Exercise inputs.
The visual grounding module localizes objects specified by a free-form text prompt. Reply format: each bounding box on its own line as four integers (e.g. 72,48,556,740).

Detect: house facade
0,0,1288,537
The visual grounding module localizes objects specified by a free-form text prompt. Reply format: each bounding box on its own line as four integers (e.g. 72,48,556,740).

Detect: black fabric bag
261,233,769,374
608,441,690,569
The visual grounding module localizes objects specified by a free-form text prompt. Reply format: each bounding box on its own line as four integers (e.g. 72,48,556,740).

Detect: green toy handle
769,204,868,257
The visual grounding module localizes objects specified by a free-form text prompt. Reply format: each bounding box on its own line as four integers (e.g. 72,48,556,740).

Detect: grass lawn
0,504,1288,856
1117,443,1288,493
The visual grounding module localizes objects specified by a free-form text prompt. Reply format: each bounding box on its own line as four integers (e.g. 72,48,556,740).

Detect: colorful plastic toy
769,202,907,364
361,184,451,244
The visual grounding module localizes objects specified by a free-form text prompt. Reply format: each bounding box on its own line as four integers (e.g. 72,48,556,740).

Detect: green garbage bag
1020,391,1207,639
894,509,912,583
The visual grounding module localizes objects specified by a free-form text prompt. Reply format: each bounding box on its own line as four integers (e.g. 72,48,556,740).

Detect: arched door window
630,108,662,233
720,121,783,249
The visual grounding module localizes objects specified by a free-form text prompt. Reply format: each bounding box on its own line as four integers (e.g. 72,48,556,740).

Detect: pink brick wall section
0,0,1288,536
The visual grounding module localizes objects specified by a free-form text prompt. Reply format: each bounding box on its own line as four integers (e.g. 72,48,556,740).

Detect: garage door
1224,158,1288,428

...

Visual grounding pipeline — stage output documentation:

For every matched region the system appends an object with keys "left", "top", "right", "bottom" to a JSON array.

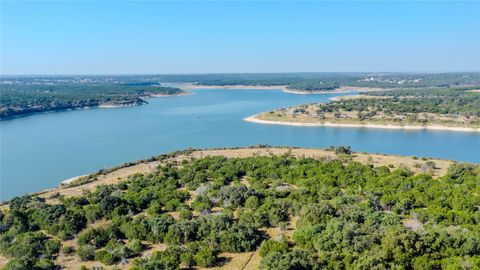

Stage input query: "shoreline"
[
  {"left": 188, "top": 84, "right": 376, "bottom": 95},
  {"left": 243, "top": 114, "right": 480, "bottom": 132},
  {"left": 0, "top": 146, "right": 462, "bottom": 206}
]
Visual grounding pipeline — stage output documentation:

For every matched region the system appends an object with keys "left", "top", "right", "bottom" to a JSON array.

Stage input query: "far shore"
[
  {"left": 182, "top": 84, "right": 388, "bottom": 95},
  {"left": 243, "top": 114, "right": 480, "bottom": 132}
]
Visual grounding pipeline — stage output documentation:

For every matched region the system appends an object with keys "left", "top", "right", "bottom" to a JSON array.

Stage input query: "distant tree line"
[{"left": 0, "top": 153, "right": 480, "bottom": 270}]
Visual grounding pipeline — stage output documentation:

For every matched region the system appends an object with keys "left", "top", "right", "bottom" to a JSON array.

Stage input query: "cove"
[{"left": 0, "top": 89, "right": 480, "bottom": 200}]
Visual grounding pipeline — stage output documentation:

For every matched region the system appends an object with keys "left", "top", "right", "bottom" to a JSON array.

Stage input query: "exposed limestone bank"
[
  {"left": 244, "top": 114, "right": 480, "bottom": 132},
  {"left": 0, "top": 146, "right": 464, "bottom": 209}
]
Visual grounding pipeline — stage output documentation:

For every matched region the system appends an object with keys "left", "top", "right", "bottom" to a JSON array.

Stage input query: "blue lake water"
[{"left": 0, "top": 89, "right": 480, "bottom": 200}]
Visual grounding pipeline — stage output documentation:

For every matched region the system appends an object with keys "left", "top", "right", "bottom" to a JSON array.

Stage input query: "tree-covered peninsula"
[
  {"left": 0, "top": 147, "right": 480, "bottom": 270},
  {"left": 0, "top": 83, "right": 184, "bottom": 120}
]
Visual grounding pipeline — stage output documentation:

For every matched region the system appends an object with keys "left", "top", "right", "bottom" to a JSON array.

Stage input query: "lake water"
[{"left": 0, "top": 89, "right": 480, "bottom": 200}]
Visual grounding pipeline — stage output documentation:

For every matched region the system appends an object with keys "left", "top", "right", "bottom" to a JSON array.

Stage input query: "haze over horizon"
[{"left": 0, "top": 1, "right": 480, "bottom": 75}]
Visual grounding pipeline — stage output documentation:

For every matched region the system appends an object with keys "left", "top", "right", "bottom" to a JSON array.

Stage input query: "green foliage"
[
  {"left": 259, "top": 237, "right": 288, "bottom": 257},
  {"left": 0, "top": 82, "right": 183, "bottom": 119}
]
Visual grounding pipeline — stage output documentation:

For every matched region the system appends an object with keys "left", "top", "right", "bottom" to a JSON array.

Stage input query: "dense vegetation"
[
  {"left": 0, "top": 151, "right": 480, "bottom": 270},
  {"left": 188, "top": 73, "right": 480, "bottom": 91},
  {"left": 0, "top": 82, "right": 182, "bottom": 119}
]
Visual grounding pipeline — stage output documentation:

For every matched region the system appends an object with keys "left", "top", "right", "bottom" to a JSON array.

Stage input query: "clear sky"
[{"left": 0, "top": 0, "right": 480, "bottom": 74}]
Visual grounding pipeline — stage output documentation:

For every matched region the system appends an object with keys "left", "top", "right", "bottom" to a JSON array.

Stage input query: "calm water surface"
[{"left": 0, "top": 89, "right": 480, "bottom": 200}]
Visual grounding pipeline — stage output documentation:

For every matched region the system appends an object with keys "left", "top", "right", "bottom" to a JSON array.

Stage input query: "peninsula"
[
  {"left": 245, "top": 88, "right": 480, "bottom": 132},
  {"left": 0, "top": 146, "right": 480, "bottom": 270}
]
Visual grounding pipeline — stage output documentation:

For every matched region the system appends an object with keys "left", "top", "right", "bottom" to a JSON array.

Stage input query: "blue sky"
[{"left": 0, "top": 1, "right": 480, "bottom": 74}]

==

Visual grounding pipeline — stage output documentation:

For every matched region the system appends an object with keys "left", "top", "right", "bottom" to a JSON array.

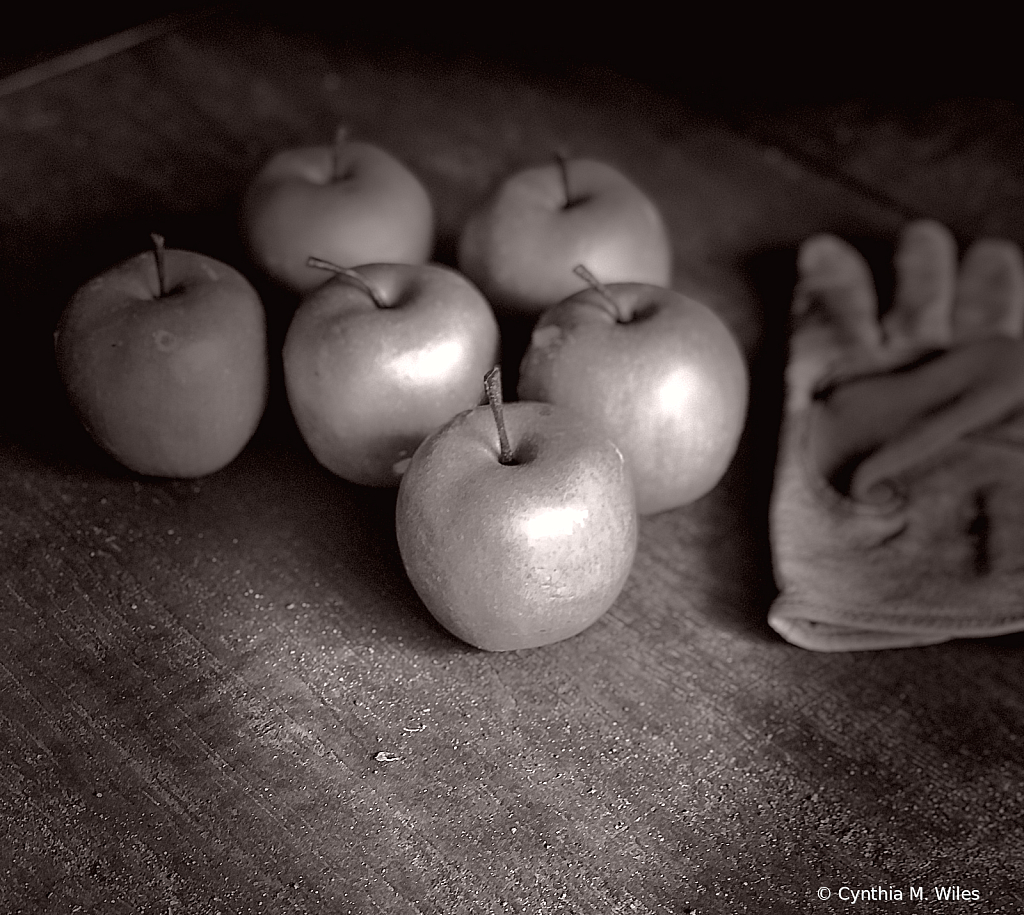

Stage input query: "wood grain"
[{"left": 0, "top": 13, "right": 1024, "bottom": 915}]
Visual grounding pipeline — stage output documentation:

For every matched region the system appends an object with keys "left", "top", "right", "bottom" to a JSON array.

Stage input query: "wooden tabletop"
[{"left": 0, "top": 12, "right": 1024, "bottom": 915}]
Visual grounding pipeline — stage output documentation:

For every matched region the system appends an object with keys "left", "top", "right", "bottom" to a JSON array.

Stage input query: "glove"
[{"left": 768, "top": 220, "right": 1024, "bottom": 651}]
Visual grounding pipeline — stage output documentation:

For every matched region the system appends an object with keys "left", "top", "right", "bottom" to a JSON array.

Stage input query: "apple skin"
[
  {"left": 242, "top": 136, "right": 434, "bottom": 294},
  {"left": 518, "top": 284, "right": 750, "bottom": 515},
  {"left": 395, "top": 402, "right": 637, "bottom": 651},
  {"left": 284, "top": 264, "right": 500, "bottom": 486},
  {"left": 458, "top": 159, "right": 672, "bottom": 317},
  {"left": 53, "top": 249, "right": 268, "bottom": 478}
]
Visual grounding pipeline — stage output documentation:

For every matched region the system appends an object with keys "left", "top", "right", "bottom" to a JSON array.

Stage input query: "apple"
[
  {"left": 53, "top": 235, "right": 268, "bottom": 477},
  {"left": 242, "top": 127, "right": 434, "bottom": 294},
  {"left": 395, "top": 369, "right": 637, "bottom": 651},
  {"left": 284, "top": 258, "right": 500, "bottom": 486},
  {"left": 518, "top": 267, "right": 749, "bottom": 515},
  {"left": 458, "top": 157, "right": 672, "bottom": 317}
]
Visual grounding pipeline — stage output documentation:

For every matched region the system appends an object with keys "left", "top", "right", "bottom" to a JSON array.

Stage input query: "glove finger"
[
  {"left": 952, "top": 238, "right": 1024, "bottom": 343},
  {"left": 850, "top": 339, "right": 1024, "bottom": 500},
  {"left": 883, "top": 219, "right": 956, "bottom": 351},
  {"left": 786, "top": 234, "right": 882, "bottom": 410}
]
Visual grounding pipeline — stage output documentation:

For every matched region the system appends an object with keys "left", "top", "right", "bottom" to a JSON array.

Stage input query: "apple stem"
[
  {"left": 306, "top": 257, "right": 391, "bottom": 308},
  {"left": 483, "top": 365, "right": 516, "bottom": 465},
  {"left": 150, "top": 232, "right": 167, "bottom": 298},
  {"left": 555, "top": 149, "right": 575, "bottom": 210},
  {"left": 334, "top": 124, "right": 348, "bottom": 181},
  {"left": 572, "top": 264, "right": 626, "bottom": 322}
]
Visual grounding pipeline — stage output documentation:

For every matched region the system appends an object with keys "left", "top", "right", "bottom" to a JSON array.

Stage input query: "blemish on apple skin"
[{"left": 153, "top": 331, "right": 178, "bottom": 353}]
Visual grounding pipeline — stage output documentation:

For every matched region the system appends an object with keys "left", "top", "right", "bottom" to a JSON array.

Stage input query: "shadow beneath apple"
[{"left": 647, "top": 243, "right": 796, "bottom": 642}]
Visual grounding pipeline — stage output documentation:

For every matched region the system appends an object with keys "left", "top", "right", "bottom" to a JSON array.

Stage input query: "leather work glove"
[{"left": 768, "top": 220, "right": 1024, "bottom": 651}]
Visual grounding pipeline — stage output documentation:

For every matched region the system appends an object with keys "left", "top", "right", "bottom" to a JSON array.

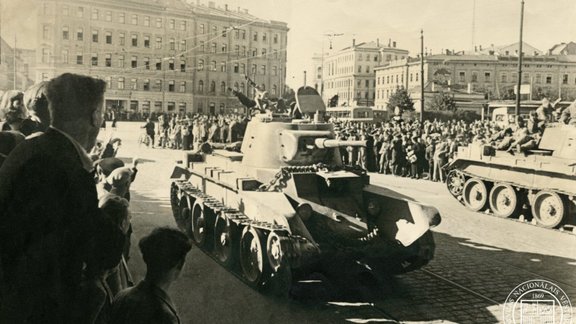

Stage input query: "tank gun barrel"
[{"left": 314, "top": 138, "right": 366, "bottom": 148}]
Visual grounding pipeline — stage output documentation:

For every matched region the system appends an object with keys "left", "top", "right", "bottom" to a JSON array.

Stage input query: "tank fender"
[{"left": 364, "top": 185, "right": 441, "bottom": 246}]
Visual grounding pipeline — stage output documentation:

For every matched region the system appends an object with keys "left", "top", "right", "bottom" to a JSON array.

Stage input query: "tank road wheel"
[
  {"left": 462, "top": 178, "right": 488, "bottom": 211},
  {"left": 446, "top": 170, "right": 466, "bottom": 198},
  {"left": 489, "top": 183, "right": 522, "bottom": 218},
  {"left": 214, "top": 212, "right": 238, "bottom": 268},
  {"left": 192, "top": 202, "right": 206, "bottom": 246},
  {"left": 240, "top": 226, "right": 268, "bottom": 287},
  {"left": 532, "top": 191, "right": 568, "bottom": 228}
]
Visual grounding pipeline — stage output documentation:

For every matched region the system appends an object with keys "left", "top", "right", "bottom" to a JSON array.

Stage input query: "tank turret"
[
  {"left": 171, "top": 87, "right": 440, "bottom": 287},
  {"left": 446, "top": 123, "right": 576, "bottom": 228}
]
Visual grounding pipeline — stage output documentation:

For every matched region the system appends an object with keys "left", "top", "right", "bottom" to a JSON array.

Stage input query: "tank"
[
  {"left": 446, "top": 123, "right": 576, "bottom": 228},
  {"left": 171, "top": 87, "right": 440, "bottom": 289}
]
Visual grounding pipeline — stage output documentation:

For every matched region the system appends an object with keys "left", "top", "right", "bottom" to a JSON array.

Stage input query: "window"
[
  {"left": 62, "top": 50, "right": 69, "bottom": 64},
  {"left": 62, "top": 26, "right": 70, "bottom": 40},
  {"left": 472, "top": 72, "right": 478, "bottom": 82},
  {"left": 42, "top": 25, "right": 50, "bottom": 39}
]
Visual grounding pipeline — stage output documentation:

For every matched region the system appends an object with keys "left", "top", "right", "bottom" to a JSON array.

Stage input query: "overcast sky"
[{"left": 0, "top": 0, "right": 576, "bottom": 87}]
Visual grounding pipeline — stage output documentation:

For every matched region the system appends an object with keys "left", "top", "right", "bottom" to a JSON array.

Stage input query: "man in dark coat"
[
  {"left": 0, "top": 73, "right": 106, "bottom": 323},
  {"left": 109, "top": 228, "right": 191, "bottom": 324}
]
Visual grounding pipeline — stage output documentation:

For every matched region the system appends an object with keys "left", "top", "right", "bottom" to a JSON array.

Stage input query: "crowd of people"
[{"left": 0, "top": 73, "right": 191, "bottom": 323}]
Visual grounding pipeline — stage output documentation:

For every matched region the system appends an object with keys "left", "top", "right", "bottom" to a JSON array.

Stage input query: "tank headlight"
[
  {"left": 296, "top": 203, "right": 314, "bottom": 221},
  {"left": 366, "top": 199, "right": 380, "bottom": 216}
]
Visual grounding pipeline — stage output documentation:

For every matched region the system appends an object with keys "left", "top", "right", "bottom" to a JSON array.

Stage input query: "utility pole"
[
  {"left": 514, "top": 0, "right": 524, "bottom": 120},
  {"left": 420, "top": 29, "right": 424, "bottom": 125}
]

Directions for this task. Count the lines in the material above that contain the string "door", treating uppercase and lowercase as different. Reply with the number alone.

Answer below. 2